START SOURCE DATA

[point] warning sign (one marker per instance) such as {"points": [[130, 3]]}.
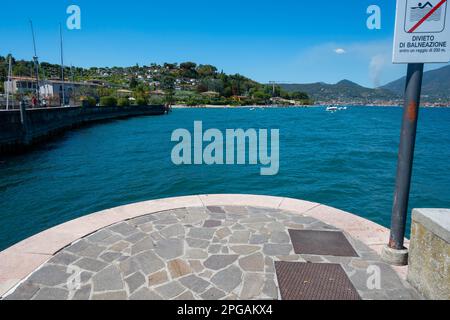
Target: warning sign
{"points": [[422, 33]]}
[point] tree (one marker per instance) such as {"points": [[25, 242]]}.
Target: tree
{"points": [[168, 82], [133, 83], [187, 70], [206, 70]]}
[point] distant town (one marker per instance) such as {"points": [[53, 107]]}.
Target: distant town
{"points": [[187, 84]]}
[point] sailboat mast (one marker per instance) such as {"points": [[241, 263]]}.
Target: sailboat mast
{"points": [[62, 67], [8, 87], [36, 63]]}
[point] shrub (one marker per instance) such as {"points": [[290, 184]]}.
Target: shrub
{"points": [[123, 102], [156, 101], [88, 102], [141, 102], [108, 101]]}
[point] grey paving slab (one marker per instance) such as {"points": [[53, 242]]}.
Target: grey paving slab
{"points": [[196, 253]]}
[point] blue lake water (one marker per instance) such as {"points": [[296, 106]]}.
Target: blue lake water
{"points": [[346, 160]]}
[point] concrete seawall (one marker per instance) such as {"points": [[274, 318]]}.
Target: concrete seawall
{"points": [[17, 134]]}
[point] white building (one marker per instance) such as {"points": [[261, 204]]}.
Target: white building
{"points": [[48, 89]]}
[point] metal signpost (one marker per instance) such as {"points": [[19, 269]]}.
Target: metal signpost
{"points": [[422, 35]]}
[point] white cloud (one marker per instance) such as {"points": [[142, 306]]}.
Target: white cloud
{"points": [[340, 51], [376, 66]]}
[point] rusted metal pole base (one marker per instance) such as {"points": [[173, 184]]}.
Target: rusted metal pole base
{"points": [[396, 253]]}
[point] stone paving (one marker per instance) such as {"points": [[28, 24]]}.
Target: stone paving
{"points": [[195, 254]]}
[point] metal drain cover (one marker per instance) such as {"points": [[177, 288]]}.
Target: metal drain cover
{"points": [[325, 243], [312, 281]]}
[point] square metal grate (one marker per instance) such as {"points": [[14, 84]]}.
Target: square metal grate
{"points": [[326, 243], [312, 281]]}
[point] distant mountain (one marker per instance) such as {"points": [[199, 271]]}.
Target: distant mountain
{"points": [[436, 85], [344, 91]]}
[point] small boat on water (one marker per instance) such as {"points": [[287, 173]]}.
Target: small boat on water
{"points": [[335, 109], [332, 109]]}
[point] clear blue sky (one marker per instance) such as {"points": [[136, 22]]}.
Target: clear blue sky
{"points": [[285, 40]]}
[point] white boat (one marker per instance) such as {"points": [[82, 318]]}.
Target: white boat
{"points": [[332, 109]]}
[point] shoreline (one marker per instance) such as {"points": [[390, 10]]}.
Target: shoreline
{"points": [[285, 107]]}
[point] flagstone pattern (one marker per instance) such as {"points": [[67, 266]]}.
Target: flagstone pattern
{"points": [[204, 253]]}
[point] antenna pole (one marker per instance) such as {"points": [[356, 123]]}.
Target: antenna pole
{"points": [[9, 82], [36, 63], [62, 67]]}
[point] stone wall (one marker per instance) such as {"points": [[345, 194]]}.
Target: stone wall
{"points": [[429, 258], [39, 124]]}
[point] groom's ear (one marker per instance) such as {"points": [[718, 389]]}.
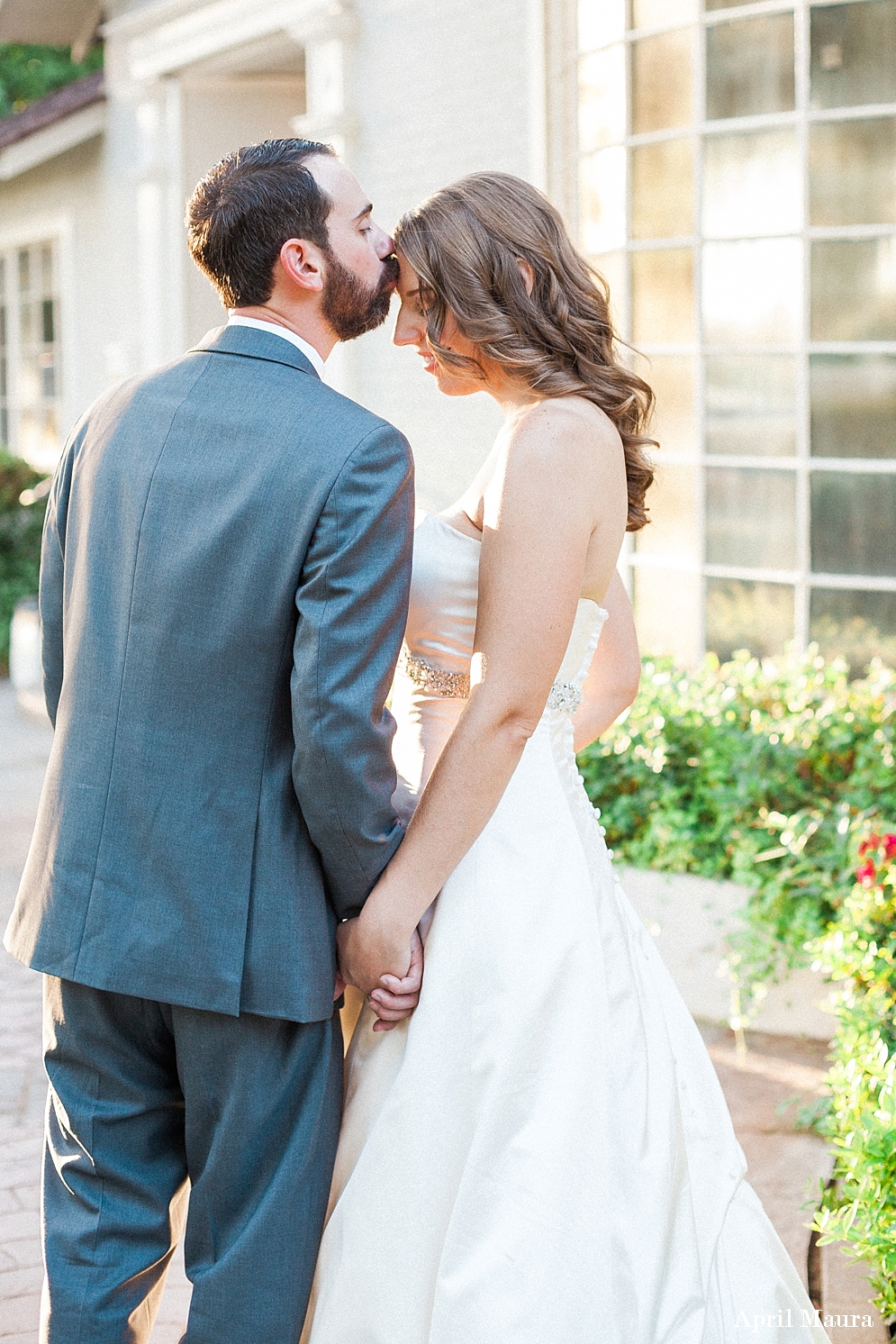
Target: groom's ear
{"points": [[303, 264]]}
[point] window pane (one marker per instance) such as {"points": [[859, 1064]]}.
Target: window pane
{"points": [[854, 289], [751, 185], [753, 292], [601, 22], [758, 617], [663, 297], [750, 66], [602, 201], [857, 627], [674, 386], [852, 54], [852, 523], [666, 612], [672, 502], [854, 404], [852, 172], [611, 268], [750, 518], [602, 100], [751, 404], [661, 81], [647, 14], [663, 190]]}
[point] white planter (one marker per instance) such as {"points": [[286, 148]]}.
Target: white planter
{"points": [[690, 918], [26, 671]]}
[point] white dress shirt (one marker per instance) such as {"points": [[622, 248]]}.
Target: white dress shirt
{"points": [[308, 351]]}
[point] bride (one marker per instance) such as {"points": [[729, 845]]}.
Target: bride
{"points": [[541, 1153]]}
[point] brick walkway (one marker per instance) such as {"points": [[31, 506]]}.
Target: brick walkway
{"points": [[782, 1163]]}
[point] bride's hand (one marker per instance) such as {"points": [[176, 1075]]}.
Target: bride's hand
{"points": [[398, 997], [371, 948]]}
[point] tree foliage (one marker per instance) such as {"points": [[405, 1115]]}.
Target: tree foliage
{"points": [[27, 73]]}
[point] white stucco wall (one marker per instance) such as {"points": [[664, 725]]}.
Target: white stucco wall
{"points": [[433, 92], [441, 90], [62, 201]]}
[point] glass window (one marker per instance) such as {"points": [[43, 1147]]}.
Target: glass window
{"points": [[672, 502], [852, 172], [663, 190], [753, 292], [854, 404], [668, 611], [852, 54], [602, 201], [750, 518], [663, 297], [672, 380], [855, 625], [30, 377], [602, 98], [852, 523], [740, 614], [751, 185], [612, 268], [751, 404], [601, 22], [647, 14], [854, 289], [661, 81], [750, 66]]}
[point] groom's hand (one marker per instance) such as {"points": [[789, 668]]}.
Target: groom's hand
{"points": [[383, 966], [396, 997]]}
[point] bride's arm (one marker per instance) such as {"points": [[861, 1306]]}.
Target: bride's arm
{"points": [[560, 483], [614, 674]]}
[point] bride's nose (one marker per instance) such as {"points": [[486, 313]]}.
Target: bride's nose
{"points": [[409, 328]]}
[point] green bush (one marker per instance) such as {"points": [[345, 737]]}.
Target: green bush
{"points": [[858, 950], [758, 772], [21, 529], [27, 73]]}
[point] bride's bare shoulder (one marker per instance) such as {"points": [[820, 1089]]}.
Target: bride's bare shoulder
{"points": [[563, 431]]}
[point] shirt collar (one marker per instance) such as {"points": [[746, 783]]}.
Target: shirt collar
{"points": [[308, 351]]}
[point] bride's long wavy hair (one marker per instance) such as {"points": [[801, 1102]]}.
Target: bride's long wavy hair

END SOURCE DATA

Copy out every line from the material above in which the word "wavy" appears.

[point] bride's long wavy hair (one marker per instance) such as {"points": [[801, 1102]]}.
Target: bride's long wavy hair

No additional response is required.